Records supplied —
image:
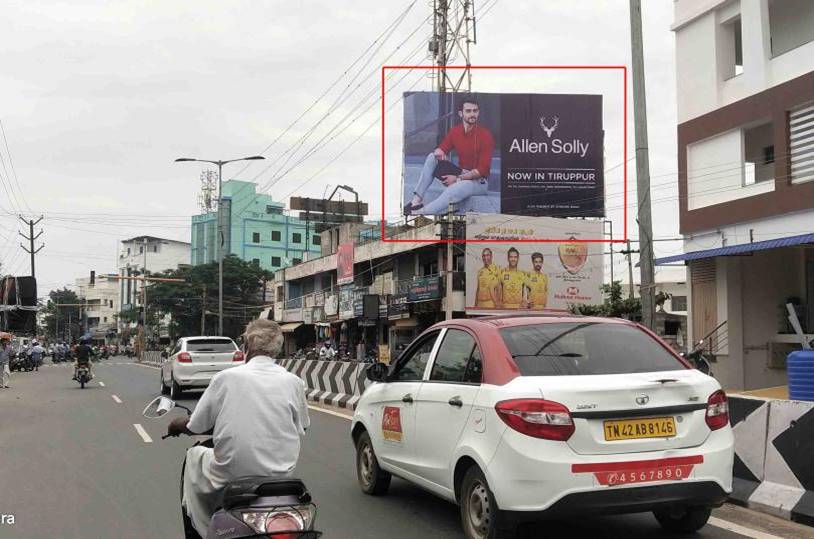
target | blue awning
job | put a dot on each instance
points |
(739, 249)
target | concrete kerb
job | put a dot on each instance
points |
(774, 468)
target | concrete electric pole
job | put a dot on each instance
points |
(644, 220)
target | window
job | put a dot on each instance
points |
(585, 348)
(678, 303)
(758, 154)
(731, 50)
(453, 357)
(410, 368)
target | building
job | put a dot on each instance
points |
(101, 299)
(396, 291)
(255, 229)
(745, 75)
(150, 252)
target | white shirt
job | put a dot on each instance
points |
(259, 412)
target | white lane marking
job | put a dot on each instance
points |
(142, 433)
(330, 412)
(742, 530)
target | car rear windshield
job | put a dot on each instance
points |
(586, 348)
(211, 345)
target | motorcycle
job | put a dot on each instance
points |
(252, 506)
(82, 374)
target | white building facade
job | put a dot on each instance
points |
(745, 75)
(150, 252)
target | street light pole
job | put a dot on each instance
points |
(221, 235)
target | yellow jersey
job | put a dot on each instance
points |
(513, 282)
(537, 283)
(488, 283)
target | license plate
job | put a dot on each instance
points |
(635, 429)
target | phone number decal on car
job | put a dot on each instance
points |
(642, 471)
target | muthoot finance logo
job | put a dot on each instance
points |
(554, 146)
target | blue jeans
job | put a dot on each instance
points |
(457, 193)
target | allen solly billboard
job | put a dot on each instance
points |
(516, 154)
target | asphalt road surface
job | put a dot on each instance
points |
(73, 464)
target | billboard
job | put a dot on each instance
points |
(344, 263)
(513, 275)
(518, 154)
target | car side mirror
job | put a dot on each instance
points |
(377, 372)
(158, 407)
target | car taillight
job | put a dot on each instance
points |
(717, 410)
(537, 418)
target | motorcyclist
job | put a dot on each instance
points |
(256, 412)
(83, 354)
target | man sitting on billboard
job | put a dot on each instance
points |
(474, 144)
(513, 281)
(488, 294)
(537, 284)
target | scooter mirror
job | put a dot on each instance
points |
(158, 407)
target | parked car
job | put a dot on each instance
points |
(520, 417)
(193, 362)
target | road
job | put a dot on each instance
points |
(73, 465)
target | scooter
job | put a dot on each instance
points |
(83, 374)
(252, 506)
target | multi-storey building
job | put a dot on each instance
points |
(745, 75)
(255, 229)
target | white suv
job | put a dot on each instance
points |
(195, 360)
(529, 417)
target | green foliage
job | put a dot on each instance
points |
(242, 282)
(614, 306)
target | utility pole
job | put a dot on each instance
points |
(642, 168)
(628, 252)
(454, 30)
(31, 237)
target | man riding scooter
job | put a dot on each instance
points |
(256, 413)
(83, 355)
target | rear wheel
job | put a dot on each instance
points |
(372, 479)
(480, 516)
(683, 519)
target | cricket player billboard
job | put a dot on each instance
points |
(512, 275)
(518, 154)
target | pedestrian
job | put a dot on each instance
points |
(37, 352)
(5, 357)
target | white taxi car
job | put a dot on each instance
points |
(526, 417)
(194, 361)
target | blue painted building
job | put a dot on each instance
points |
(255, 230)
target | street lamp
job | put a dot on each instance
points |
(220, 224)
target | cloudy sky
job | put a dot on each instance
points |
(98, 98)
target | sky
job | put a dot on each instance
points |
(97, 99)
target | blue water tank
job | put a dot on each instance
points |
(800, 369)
* * *
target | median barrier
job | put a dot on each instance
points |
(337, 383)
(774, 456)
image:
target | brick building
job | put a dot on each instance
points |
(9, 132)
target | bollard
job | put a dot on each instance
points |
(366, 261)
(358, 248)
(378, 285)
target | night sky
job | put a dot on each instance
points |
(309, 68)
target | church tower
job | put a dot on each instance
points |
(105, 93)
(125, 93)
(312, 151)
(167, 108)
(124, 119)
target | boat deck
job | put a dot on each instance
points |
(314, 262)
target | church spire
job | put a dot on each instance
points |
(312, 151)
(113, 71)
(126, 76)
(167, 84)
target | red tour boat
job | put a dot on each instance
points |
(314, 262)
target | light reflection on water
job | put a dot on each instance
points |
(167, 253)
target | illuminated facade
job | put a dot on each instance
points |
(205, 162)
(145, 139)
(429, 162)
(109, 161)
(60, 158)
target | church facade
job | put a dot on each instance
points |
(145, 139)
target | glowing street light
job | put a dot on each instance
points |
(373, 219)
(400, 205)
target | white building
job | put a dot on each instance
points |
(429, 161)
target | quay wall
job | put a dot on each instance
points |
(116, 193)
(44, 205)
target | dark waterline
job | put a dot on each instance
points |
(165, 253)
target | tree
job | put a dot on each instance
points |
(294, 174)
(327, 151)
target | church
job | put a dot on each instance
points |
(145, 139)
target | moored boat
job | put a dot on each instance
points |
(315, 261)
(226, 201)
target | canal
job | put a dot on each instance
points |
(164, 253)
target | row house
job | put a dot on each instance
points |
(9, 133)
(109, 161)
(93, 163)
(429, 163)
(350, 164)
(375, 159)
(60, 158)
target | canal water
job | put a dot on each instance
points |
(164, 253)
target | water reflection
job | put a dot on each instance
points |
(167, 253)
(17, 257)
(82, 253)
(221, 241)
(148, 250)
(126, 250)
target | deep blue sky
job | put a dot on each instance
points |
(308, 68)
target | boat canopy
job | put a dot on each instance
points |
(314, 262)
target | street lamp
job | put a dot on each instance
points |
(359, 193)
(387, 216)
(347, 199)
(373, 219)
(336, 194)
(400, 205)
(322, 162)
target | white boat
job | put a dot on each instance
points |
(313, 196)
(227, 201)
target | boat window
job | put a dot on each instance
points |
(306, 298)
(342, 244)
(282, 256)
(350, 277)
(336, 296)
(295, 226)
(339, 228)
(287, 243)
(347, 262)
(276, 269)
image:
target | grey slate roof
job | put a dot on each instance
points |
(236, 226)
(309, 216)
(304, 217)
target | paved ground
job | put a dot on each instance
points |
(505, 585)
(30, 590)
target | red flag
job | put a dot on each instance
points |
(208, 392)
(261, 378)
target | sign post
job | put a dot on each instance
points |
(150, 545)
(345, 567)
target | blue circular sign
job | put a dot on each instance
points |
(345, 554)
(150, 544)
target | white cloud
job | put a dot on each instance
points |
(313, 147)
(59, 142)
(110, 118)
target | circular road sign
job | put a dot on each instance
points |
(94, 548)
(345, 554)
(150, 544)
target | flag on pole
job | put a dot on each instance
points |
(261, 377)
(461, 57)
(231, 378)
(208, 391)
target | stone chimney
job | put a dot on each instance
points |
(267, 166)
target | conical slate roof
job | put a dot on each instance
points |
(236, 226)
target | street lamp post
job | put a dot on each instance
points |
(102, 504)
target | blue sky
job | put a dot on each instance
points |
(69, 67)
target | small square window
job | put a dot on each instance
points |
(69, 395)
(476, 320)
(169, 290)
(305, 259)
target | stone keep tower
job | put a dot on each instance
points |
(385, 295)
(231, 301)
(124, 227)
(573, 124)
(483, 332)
...
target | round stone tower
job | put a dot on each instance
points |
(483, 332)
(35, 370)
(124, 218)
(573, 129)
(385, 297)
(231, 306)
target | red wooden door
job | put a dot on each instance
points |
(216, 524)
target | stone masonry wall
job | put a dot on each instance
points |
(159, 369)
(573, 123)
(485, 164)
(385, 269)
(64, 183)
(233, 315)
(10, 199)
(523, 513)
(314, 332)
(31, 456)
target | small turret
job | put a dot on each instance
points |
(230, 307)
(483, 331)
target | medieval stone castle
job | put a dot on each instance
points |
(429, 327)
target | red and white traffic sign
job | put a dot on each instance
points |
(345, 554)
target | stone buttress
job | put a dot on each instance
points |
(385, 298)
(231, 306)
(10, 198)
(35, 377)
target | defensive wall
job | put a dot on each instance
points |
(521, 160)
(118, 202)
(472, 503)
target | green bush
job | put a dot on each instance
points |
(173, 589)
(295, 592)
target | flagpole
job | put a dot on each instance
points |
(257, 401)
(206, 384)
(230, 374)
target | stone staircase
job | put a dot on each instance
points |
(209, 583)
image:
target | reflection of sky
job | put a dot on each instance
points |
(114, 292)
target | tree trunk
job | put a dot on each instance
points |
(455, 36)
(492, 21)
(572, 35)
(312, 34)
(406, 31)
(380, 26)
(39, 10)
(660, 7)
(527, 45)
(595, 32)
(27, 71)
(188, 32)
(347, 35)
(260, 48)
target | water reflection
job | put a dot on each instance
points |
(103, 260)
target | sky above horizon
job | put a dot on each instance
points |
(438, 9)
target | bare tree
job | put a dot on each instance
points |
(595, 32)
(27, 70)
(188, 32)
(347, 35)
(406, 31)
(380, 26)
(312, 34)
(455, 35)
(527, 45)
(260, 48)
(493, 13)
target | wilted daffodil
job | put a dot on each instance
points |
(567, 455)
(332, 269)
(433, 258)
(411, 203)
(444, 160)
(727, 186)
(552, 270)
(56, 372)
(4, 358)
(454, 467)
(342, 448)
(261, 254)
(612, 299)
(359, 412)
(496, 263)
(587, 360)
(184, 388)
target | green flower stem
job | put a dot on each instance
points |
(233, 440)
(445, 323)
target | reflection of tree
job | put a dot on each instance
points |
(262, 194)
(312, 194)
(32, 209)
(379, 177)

Task prompt — Which lines in the records above contain the string "facade"? Pull out each of them and copy it in full.

Written solution —
target | white building facade
target | illuminated facade
target | church facade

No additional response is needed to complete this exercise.